What is expected: In the Linguine excerpt below, reproduce verbatim the part that opens with the words containing "While these obscure" and closes with "(Oz), etc. ?".

Start Extract to read

An example of calling this would be:
1[-1=2,-2=36,-3=13]200
2[-2#]0
This stores 36 and 13 as the parameters to the multiple subroutine, and then invokes it by branching to it at line 200. The "return address" is set to statement 2 by storing 2 in register -1. When control returns to statement 2, the result of the multiplication is printed out.
One last example, which you can puzzle out on your own. A brainfuck interpreter in 21 lines of Linguine:
'BF interpreter in Linguine
'Programmed by Jeffry Johnston, 2005
1[*-2?,*-2~33:2,-2+1]1
2[*-2=-1,-2+1]3
3[-3=**-1,-3~-1:0,-3~43:4,-3~44:6,-3~45:7,-3~46:9,-3~60:10,-3~62:11,-3~91:12,-3~93:14]15
4[*-2+1,*-2~256:5]15 '+
5[*-2=0]15
6[*-2?,*-2~-1:5]15 ',
7[*-2-1,*-2~-1:8]15 '-
8[*-2=255]15
9[*-2\$]15 '.
10[-2-1]15 '
12[*-2~0:13]15 '[
13[-3=1]16
14[-3=-1]16 ']
15[-1+1]3
16[-4=1]17
17[-1+*-3,*-1~91:18,*-1~93:19]20
18[-4+*-3]20
19[-4-*-3]20
20[-4~0:21]17
21[-3~1:15]3
[linguine-impl]: http://kidsquid.com/files/linguine/linguine.tar.gz

• Flaky says:

While these obscure and twisted languages are no doubt amusing, if one has certain masochistic tendencies, how about telling us about more practical languages? What sort of ideas have you been exploring as part of your research? Personally I've fairly recently come to contanct with ML (Standard and OCaml) and I've practically fallen in love with it. What kinds of languages/features do you think/hope will be used in the future? Parallel programming, static vs. dynamic typing, statically checked invariants (e.g. dependently typed ML), logic programming in mixed paradigm languages (Oz), etc. ?

End Extract to read
Start Given information

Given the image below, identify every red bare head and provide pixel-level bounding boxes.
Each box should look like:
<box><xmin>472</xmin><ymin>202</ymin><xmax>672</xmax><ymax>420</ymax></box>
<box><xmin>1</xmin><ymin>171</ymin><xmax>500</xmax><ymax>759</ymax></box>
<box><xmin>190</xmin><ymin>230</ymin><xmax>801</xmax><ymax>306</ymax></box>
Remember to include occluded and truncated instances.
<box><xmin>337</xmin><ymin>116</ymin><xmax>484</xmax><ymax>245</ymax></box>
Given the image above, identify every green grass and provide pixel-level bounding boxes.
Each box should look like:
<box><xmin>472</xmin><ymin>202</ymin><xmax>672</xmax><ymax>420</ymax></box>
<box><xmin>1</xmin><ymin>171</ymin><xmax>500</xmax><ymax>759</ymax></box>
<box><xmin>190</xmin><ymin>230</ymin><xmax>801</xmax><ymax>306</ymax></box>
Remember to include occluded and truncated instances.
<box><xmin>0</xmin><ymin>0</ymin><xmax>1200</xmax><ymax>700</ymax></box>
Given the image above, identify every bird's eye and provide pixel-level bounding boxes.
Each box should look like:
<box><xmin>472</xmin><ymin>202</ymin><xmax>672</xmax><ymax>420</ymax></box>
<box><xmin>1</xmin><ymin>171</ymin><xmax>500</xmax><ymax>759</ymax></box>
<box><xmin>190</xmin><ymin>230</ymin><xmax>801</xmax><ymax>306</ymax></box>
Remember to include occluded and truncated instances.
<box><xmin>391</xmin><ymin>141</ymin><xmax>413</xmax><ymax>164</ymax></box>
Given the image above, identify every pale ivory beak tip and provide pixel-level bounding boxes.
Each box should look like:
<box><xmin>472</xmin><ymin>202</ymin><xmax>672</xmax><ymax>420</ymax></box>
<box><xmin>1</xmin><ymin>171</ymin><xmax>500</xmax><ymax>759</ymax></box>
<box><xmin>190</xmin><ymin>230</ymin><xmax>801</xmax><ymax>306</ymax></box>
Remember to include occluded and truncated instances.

End Given information

Completed exercise:
While these obscure and twisted languages are no doubt amusing, if one has certain masochistic tendencies, how about telling us about more practical languages? What sort of ideas have you been exploring as part of your research? Personally I've fairly recently come to contanct with ML (Standard and OCaml) and I've practically fallen in love with it. What kinds of languages/features do you think/hope will be used in the future? Parallel programming, static vs. dynamic typing, statically checked invariants (e.g. dependently typed ML), logic programming in mixed paradigm languages (Oz), etc. ?